- WHAT YOU WILL DO:
A: Reproduce, word for word, the stretch of the São Paulo post from "I saw my first" through "in São Paulo.".
B: Pick up the São Paulo post after its last sentence and keep writing it in the same voice.

- DOCUMENT TEXT:
■ ■ ■

To get
back into the rhythm of things, here is a selection of things that happened
during the Silent Month of March with a few days of April thrown in:
1)
I saw my first motorcycle
accident. Motorcycles are extremely common in Brazil, at least in São Paulo,
because they are cheap and allow one to weave through traffic while the rest of
the city is stuck in a traffic jam. Motoboys are everywhere to be seen.
Want a pizza delivered? Your delivery boy will come to you by motorcycle.
Motoboys even do private deliveries (documents, that kind of thing) here. Every
now and again you get the lewd ones who make a big show of slowing down to let
you pass right in front of them so that they may call you gostosa, but
generally these guys go fast and don’t slow down for anyone. I have had more
than a couple near-death experiences with these guys here in São Paulo.

■ ■ ■

- LISTING:
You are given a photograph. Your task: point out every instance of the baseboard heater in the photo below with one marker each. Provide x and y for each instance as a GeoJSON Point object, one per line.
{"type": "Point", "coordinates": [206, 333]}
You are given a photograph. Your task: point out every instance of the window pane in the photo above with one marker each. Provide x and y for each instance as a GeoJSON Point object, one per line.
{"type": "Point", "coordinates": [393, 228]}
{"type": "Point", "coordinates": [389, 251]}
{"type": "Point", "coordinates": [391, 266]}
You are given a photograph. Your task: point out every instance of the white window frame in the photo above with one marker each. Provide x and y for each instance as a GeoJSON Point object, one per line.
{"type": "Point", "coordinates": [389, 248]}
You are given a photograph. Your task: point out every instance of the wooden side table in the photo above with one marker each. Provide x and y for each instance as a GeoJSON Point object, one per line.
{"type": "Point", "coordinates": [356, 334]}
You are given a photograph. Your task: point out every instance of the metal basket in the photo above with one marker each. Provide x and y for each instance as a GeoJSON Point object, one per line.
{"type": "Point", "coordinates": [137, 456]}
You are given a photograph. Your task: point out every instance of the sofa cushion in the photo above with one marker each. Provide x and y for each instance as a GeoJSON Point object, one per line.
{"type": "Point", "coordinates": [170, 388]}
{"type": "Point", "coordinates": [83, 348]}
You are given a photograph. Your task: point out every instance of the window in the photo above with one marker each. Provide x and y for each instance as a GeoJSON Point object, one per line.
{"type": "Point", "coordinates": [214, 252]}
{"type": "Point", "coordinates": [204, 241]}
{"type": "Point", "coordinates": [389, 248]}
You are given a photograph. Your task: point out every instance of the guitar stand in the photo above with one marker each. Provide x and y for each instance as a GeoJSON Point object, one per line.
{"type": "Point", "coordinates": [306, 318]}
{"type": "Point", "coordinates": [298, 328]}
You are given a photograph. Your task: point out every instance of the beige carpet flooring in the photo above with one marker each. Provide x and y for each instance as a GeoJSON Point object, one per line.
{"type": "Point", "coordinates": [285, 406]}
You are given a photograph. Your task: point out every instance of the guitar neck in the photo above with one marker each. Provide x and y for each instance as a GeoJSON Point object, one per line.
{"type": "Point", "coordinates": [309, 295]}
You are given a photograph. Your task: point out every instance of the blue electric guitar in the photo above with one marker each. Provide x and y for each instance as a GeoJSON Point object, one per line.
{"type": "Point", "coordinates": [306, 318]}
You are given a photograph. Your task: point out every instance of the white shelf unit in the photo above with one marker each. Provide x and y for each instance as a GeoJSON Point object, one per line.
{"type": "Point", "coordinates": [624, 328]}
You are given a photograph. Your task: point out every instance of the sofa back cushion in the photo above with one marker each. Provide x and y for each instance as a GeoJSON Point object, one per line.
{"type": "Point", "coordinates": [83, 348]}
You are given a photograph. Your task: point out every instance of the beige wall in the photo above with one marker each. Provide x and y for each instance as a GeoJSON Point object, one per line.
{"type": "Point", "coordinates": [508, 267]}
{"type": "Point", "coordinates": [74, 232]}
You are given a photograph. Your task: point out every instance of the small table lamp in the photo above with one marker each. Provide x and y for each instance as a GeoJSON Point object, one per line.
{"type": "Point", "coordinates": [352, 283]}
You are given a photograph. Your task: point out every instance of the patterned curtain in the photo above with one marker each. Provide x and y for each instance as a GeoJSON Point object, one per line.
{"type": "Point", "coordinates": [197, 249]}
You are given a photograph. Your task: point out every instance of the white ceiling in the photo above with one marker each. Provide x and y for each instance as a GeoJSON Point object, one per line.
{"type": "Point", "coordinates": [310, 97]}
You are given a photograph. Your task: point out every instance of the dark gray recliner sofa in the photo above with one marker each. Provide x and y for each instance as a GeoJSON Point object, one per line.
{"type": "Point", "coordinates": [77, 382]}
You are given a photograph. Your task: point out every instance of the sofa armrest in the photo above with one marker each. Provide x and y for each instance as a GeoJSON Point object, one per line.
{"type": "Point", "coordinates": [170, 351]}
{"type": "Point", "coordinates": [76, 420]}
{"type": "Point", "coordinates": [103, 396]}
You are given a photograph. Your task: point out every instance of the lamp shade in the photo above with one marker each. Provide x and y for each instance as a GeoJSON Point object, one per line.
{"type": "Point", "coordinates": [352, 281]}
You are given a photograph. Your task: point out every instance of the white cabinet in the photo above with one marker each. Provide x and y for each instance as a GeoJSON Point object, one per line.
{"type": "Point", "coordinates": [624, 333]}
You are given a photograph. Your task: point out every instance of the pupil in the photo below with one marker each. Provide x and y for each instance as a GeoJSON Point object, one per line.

■ ■ ■

- OUTPUTS:
A:
I saw my first motorcycle
accident. Motorcycles are extremely common in Brazil, at least in São Paulo,
because they are cheap and allow one to weave through traffic while the rest of
the city is stuck in a traffic jam. Motoboys are everywhere to be seen.
Want a pizza delivered? Your delivery boy will come to you by motorcycle.
Motoboys even do private deliveries (documents, that kind of thing) here. Every
now and again you get the lewd ones who make a big show of slowing down to let
you pass right in front of them so that they may call you gostosa, but
generally these guys go fast and don’t slow down for anyone. I have had more
than a couple near-death experiences with these guys here in São Paulo.

B:
So, a couple of weeks ago, when I saw a motorcyclist go flying onto the ground
on my way to the English school, I was a bit shaken and mentioned it to my
workmates, who nonchalantly responded, “Oh yeah, that was your first time? Seen
it already three times on that road out there...” *insertshiva'sshockedfacehere* I then
enquired about the Brazilian emergency number,which, incredibly, I had never
learnt before. I think its 922... I think...
2)
We went to Guillaume’s uncle’s chácara (shack) a
few hours away from São Paulo city, in the countryside. It was a nice change
from the crammed and littered streets of the big city. It reminded me a bit of
Australia – the houses there are spread out, one-storey, people have front and
back yards, etc.. We pet some cows, chewed some sugarcane, and had churrasco.
OK, they had churrasco. I’m back to being vegetarian.
Guillaume and Bessie. Because every cow in an Anglophone country has the name Bessie. I wonder what the typical Brazilian cow's name is..? |
3)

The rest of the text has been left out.